**TASK REQUIREMENTS**
Retype the entries exactly. Include every line.

**SOURCE DATA**
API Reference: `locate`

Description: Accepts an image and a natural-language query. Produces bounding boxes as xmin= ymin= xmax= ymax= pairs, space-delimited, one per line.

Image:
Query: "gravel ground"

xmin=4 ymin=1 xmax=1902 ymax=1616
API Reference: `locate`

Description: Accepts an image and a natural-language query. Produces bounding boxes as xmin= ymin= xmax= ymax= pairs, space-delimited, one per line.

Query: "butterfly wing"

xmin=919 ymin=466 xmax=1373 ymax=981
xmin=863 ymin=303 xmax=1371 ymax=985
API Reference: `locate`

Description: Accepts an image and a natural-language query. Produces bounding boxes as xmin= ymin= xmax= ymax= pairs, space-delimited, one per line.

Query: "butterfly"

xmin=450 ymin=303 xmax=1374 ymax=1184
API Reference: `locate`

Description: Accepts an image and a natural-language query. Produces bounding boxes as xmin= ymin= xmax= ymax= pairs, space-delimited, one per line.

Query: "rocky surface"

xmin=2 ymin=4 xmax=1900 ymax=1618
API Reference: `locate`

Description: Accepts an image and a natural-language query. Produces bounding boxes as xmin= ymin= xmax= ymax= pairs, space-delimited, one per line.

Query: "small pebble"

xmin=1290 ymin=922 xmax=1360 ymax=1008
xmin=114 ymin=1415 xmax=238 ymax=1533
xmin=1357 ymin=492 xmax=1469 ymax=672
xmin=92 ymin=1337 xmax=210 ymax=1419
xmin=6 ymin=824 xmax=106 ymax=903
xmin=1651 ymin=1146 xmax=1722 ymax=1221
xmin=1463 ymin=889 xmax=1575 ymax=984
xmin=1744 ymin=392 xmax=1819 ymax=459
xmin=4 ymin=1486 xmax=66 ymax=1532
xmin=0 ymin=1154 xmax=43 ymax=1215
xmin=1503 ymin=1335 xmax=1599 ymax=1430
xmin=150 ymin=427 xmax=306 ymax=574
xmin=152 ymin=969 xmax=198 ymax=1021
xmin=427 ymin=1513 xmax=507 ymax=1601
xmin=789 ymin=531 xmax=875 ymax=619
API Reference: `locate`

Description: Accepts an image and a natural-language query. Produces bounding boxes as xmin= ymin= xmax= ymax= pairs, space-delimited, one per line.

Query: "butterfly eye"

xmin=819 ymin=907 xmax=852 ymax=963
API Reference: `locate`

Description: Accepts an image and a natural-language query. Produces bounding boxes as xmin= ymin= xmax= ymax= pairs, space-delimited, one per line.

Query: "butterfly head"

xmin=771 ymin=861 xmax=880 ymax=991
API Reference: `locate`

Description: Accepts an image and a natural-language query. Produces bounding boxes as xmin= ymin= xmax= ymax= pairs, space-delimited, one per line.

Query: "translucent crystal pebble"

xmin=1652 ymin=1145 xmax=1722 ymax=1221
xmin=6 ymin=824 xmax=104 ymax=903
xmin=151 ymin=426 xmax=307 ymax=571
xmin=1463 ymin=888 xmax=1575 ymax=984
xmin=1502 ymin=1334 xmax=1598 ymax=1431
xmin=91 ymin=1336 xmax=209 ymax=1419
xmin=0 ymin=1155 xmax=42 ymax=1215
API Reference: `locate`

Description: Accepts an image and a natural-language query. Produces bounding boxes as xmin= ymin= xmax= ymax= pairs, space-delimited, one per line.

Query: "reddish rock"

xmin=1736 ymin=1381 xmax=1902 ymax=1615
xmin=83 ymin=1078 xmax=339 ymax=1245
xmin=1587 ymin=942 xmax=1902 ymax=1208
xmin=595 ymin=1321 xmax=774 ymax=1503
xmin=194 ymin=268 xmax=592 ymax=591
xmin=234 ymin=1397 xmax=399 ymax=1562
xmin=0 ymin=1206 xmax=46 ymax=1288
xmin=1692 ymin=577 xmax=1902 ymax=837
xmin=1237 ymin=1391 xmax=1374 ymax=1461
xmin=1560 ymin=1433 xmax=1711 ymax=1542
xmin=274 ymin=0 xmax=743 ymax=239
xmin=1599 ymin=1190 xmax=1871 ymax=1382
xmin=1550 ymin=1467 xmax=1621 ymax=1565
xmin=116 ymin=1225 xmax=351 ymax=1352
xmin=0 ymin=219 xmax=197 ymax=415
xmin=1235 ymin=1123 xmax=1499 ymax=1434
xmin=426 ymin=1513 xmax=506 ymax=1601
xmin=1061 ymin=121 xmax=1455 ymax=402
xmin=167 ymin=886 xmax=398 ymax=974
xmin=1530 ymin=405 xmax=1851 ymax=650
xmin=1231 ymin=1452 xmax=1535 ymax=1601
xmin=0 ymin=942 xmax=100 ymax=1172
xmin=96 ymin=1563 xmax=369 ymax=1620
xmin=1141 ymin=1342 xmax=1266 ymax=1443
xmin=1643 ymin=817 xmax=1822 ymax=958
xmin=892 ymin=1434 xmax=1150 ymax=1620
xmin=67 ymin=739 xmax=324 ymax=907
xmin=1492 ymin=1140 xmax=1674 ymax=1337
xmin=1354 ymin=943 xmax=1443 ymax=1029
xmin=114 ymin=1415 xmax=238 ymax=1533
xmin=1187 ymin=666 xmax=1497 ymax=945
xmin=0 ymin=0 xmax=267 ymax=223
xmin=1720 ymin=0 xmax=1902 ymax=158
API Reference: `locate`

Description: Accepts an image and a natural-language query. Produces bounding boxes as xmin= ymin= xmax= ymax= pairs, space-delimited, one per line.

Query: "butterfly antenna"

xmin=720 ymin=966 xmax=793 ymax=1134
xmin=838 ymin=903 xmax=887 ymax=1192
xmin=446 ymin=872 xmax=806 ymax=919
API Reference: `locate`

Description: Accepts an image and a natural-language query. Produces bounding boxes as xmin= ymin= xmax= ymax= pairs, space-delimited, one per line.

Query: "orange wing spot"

**WRITTEN RESPONSE**
API Reference: `locate`

Description: Accepts an image and a natural-language query. Produces bounding boxes as xmin= ymin= xmax= ymax= pairs, space-delimited, one per line.

Image:
Query: "gravel ground"

xmin=4 ymin=1 xmax=1902 ymax=1616
API Reference: `locate`

Description: Accepts an image and a natural-language query. Produces bounding boxes as xmin= ymin= xmax= ymax= pairs, space-delimited, one per line.

Query: "butterfly wing"

xmin=919 ymin=466 xmax=1373 ymax=981
xmin=863 ymin=303 xmax=1371 ymax=985
API Reference: `locate`

Description: Accepts an image and a natural-language query. Produces bounding boxes as xmin= ymin= xmax= ymax= pairs, space-delimited, one per line.

Query: "butterfly"

xmin=450 ymin=303 xmax=1374 ymax=1184
API Reference: `locate`

Description: Accepts an image and a natural-language query. Produces bounding boxes as xmin= ymin= xmax= ymax= pairs, space-delimited, one per line.

Query: "rocky surface"

xmin=2 ymin=4 xmax=1900 ymax=1618
API Reference: `locate`

Description: Accepts an image and a natural-language query. Produces bounding boxes as xmin= ymin= xmax= ymax= pairs, space-delimited, one per line.

Query: "small pebble"

xmin=1290 ymin=922 xmax=1360 ymax=1008
xmin=114 ymin=1415 xmax=238 ymax=1533
xmin=1357 ymin=492 xmax=1469 ymax=672
xmin=92 ymin=1337 xmax=210 ymax=1419
xmin=6 ymin=824 xmax=106 ymax=903
xmin=1651 ymin=1146 xmax=1722 ymax=1221
xmin=1463 ymin=889 xmax=1575 ymax=984
xmin=1744 ymin=392 xmax=1819 ymax=459
xmin=4 ymin=1486 xmax=66 ymax=1532
xmin=0 ymin=1154 xmax=43 ymax=1215
xmin=1503 ymin=1335 xmax=1599 ymax=1430
xmin=150 ymin=427 xmax=306 ymax=574
xmin=152 ymin=969 xmax=198 ymax=1021
xmin=427 ymin=1513 xmax=507 ymax=1601
xmin=789 ymin=531 xmax=875 ymax=619
API Reference: `locate`

Description: Accepts an image and a natural-language query. Produces bounding boxes as xmin= ymin= xmax= ymax= pairs, space-delimited, one per line.

Query: "butterfly eye"

xmin=819 ymin=907 xmax=852 ymax=963
API Reference: `locate`

Description: Accepts an image and a natural-language query. Produces bounding boxes as xmin= ymin= xmax= ymax= pairs, space-delimited, one per line.

Query: "butterfly head"

xmin=771 ymin=861 xmax=880 ymax=991
API Reference: `locate`

Description: Accepts an image and a natural-language query. Produces bounding boxes as xmin= ymin= xmax= ymax= pairs, space-delimited, one per line.

Query: "translucent crystal pebble"

xmin=1652 ymin=1145 xmax=1722 ymax=1221
xmin=6 ymin=824 xmax=104 ymax=903
xmin=151 ymin=426 xmax=307 ymax=571
xmin=1463 ymin=888 xmax=1575 ymax=984
xmin=1502 ymin=1334 xmax=1598 ymax=1431
xmin=91 ymin=1336 xmax=209 ymax=1419
xmin=0 ymin=1155 xmax=42 ymax=1215
API Reference: `locate`

Description: Accepts an image and a natural-language query. Produces bounding boxes as xmin= ymin= xmax= ymax= pairs, space-delimited, one per line.

Query: "reddish rock"

xmin=1736 ymin=1381 xmax=1902 ymax=1615
xmin=83 ymin=1078 xmax=339 ymax=1245
xmin=1587 ymin=942 xmax=1902 ymax=1208
xmin=595 ymin=1321 xmax=774 ymax=1503
xmin=194 ymin=268 xmax=592 ymax=591
xmin=234 ymin=1397 xmax=399 ymax=1562
xmin=0 ymin=1206 xmax=46 ymax=1288
xmin=1692 ymin=577 xmax=1902 ymax=837
xmin=1237 ymin=1391 xmax=1374 ymax=1461
xmin=1560 ymin=1433 xmax=1711 ymax=1542
xmin=274 ymin=0 xmax=743 ymax=239
xmin=1599 ymin=1190 xmax=1871 ymax=1382
xmin=1550 ymin=1467 xmax=1621 ymax=1565
xmin=116 ymin=1225 xmax=351 ymax=1352
xmin=0 ymin=219 xmax=197 ymax=415
xmin=1235 ymin=1123 xmax=1499 ymax=1434
xmin=426 ymin=1513 xmax=506 ymax=1601
xmin=1061 ymin=121 xmax=1455 ymax=402
xmin=167 ymin=886 xmax=398 ymax=974
xmin=1530 ymin=405 xmax=1851 ymax=650
xmin=1231 ymin=1452 xmax=1535 ymax=1601
xmin=0 ymin=942 xmax=100 ymax=1172
xmin=96 ymin=1563 xmax=369 ymax=1620
xmin=1141 ymin=1342 xmax=1266 ymax=1443
xmin=1643 ymin=817 xmax=1822 ymax=958
xmin=892 ymin=1434 xmax=1150 ymax=1620
xmin=67 ymin=739 xmax=324 ymax=907
xmin=1492 ymin=1140 xmax=1674 ymax=1337
xmin=1354 ymin=943 xmax=1443 ymax=1029
xmin=114 ymin=1415 xmax=238 ymax=1533
xmin=1187 ymin=666 xmax=1497 ymax=945
xmin=0 ymin=0 xmax=267 ymax=223
xmin=1720 ymin=0 xmax=1902 ymax=158
API Reference: `locate`

Description: Accepts an image and a natural-language query. Produces bounding boxes as xmin= ymin= xmax= ymax= pairs, space-delimited, one per line.

Query: "butterfly antenna"

xmin=720 ymin=966 xmax=793 ymax=1134
xmin=838 ymin=903 xmax=887 ymax=1192
xmin=446 ymin=872 xmax=806 ymax=919
API Reference: `locate`

Description: Accepts an image and a natural-language query. Produces bounding boxes as xmin= ymin= xmax= ymax= pairs, space-delimited, one per line.

Query: "orange wing spot"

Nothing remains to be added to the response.